What you will do — Please retype all of the records below word for word, leaving out any pictures.

(Stored data entries)
────────

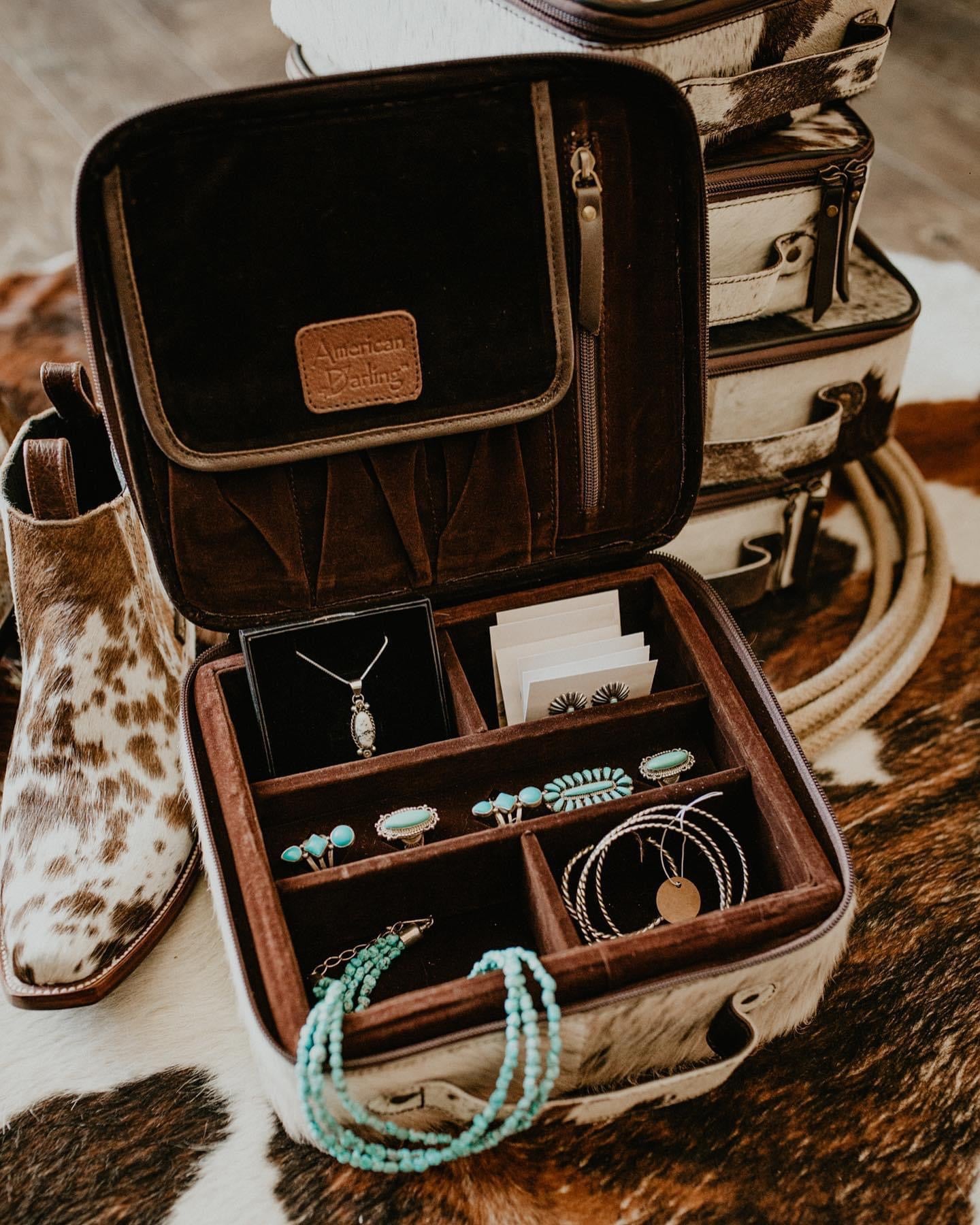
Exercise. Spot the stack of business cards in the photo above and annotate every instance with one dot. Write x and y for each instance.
(574, 646)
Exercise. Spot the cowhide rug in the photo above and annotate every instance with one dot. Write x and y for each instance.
(145, 1108)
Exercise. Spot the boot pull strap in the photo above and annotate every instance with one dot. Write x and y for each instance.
(67, 387)
(50, 478)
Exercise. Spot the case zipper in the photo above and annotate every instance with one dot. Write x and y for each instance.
(734, 359)
(618, 22)
(588, 206)
(842, 186)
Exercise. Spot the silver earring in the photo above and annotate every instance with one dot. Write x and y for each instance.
(608, 695)
(568, 704)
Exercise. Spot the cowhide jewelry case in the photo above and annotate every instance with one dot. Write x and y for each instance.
(741, 64)
(543, 441)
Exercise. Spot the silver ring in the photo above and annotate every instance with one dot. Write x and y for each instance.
(667, 766)
(407, 826)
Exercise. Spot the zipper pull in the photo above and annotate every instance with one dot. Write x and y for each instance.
(857, 176)
(834, 182)
(588, 199)
(806, 539)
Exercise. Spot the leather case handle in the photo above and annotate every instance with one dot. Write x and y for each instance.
(732, 1035)
(751, 578)
(750, 295)
(773, 455)
(723, 104)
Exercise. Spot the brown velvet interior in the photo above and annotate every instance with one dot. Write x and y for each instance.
(252, 214)
(485, 886)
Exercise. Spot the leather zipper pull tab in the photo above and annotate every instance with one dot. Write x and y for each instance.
(588, 199)
(828, 238)
(857, 176)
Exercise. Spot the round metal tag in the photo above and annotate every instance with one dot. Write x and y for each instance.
(678, 900)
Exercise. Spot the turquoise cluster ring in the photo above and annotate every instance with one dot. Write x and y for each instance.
(312, 851)
(667, 766)
(506, 808)
(407, 826)
(585, 787)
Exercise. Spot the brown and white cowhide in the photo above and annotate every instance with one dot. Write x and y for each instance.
(95, 826)
(799, 46)
(145, 1107)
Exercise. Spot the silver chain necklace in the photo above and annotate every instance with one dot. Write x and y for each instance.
(363, 728)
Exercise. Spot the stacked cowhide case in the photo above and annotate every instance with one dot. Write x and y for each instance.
(549, 450)
(808, 327)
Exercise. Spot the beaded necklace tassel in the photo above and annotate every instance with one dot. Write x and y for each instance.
(321, 1043)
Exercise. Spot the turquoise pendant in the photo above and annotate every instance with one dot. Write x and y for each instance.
(407, 826)
(586, 787)
(667, 766)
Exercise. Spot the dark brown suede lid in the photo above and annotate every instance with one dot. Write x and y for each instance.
(336, 331)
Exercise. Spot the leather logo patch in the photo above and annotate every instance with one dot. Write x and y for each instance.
(350, 363)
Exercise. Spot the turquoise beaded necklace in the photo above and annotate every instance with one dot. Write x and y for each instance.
(321, 1043)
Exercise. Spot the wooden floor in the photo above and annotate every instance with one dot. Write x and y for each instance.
(69, 67)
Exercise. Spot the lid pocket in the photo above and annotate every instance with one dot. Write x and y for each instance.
(358, 275)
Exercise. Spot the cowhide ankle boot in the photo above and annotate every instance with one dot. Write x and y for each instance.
(97, 849)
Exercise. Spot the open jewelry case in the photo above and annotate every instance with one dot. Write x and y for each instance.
(549, 447)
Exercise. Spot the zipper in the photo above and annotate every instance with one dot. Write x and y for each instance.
(806, 538)
(623, 22)
(588, 205)
(840, 191)
(840, 185)
(857, 180)
(741, 357)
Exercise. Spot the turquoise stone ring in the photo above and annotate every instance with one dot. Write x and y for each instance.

────────

Solution to this exercise —
Exercise. Spot the stack of business cards in the photo above and annotate every instance with one dot. Write x and y for each instance.
(574, 646)
Exercise. Spot the cowhide rug in the photo above and annotate every instance with one dot. Write x and y for each instance.
(145, 1108)
Exercise. Spot the boot pull strap in the photo above and annotate every instance with one dot. Write x and y for each instance.
(67, 387)
(50, 478)
Exercise. Spot the case zipper in the photo above and annotate every instance with one dot. Write x and y for each instance.
(734, 359)
(618, 22)
(588, 206)
(842, 186)
Exercise. Spot the silver earring in the photo above and annotate every instance with one dot. Write x and y for each instance.
(608, 695)
(568, 704)
Exercise. Spot the cowhide jewelry case in the photo above and annotate every instance with one dot. Write x and y for each instance.
(741, 64)
(543, 441)
Exercise. Spot the silver ring in the photo above and annotate every instance with one dot. Write x and y for each instance.
(667, 766)
(407, 826)
Exercise. Spot the zipper pull in the photo above and annotate every instance with one dot. Write x and y for each instance.
(857, 176)
(834, 182)
(588, 199)
(806, 539)
Exercise. Spot the leather case handle in the photo above and annotate every instance with one dot. Write x and y for each instance.
(732, 1035)
(751, 578)
(750, 295)
(773, 455)
(723, 104)
Exercise. Spot the brown velvet interior in the photo above and annotate every instance with one dot. Write x and y for each instance.
(252, 214)
(485, 886)
Exercise. Spot the leather zipper pull tab in the photo above and annotate every instance with one dot. Write x and y for each instance.
(588, 199)
(828, 238)
(857, 176)
Exercise. Spot the round metal tag in the photo above and annotate every instance with one dot. Write x and y for each instance.
(678, 900)
Exercise. Spot the turquoise cluster ring in the photo above and annotate every instance with one dot. Write x and y for each instance.
(312, 851)
(667, 766)
(506, 808)
(407, 826)
(585, 787)
Exercise. Spot the brown and white cowhide in the photo above and annotate every instance with one dot. Write x and y for each instance.
(95, 826)
(799, 46)
(145, 1107)
Exercise. Spot the silver chain necklace in the photo above and annotate every instance with one dot. Write x and y for each instance.
(363, 728)
Exercise. Spot the stacked cowhide case in the photo above and annotate every instance with one dot. Write x and y for each instance.
(549, 450)
(808, 327)
Exercise. Spot the beaded necklace tassel in the photo above and annotate every instance with one dot. Write x and y for each instance.
(321, 1043)
Exercise. Spot the turquoise pendant in the photo above and annotate every instance with one dot. Write x and y for each instance.
(407, 826)
(586, 787)
(667, 766)
Exercise. Spot the dark brown suede lid in the photo above and annotate every instance with one dot. Write x and y for each instance.
(336, 331)
Exercise. Spot the leather logo patch in the photo above and annotate every instance with one dot. Write x and y for each instance.
(350, 363)
Exercise. Spot the turquoise beaded necklace in the photo above and annotate every instance with one dot. Write x and y for each instance.
(321, 1043)
Exercise. Spot the wooden floor in the photo above and annotate every instance with one dot. Write x and y for each instance.
(69, 67)
Exercise. Spot the lid pocket in the photo above and annotate every instance with one dot. Write x and y for each instance.
(358, 275)
Exercise. Spot the cowhide ankle boot in the photo above and annotate every instance with one dot. Write x and y for each instance.
(97, 849)
Exercise. Spot the open jewelry case in the photo above and annotate every instance with one dot. Write x and y for each instance.
(549, 447)
Exercise. Spot the zipper in the photo above and annotate every instance with one dot. Write x and y for each instance.
(806, 538)
(623, 22)
(588, 205)
(840, 191)
(840, 185)
(857, 180)
(741, 357)
Exercise. Spot the turquoise stone ring in the photo above and annotate every instance with one dot. Write x and y for each instance.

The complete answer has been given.